■ **記事の抜粋**
---------------
今年、京都の街にイノシシの出没が相次ぎました。

 12月上旬には京都・東山の学校にイノシシ2頭が侵入し校内が一時騒然となりました。5月にはウェスティン都ホテル京都のロビーに、6月には京大の学生寮に。京都だけではなく、最近は市街地を猛進するイノシシが目立ちます。臆病で警戒心が強いとされるのに、なぜ市街地に現れるでしょうか。イノシシ研究歴28年の専門家に聞いてみました。

 観光客に人気の寺などが多くある京都市東部の東山のふもとにある東山中学・高校にイノシシが迷い込んだのは12月4日。校舎の玄関のガラス戸を割るなどして逃げ回り、校内では「大捕物」が繰り広げられました。生徒がスマートフォンで撮影した映像には校舎の1階でゴミ箱をあさるシーンがありました。
---------------
■ **提供一覧**
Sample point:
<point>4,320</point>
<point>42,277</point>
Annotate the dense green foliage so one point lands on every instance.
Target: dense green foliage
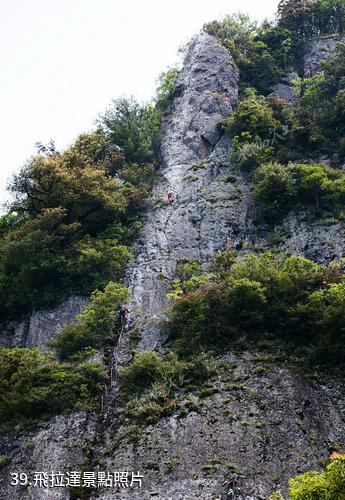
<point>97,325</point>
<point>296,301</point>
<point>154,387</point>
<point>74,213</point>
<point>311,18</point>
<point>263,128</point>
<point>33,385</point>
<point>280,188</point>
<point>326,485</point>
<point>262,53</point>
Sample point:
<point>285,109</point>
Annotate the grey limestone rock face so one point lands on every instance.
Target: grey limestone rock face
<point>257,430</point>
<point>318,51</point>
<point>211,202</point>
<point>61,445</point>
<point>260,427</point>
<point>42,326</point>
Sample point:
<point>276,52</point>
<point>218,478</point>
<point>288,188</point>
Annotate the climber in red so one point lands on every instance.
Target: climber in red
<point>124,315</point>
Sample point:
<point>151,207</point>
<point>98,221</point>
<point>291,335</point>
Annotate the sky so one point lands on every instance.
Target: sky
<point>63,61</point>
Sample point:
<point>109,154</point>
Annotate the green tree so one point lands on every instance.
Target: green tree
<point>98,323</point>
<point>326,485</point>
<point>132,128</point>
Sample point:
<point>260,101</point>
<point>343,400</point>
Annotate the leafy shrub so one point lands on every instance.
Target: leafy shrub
---------------
■ **課題の内容**
**a.** イノシシの記事から、「12月上旬には京都・東山の学」から「年の専門家に聞いてみました。」までをそのまま書き写してください。
**b.** 次の(i)〜(iii)がイノシシの記事の内容と合っているか、それぞれ「はい」か「いいえ」で答え、決め手となる記事の言葉をそのまま引用してください。
(i) 東山中学・高校にイノシシが迷い込んだのは12月4日だった。
(ii) 5月には京大の学生寮にイノシシが現れた。
(iii) 生徒が撮った映像には、イノシシが校舎の2階でゴミ箱をあさる場面があった。
**c.** イノシシの記事で、イノシシが入り込んだ場所として名前が挙げられている施設をすべて書き出してください。

■ **解答一覧**
**a.**
12月上旬には京都・東山の学校にイノシシ2頭が侵入し校内が一時騒然となりました。5月にはウェスティン都ホテル京都のロビーに、6月には京大の学生寮に。京都だけではなく、最近は市街地を猛進するイノシシが目立ちます。臆病で警戒心が強いとされるのに、なぜ市街地に現れるでしょうか。イノシシ研究歴28年の専門家に聞いてみました。

**b.**
(i) はい。「東山中学・高校にイノシシが迷い込んだのは12月4日」
(ii) いいえ。「5月にはウェスティン都ホテル京都のロビーに、6月には京大の学生寮に」
(iii) いいえ。「校舎の1階でゴミ箱をあさるシーン」

**c.**
・東山中学・高校
・ウェスティン都ホテル京都のロビー
・京大の学生寮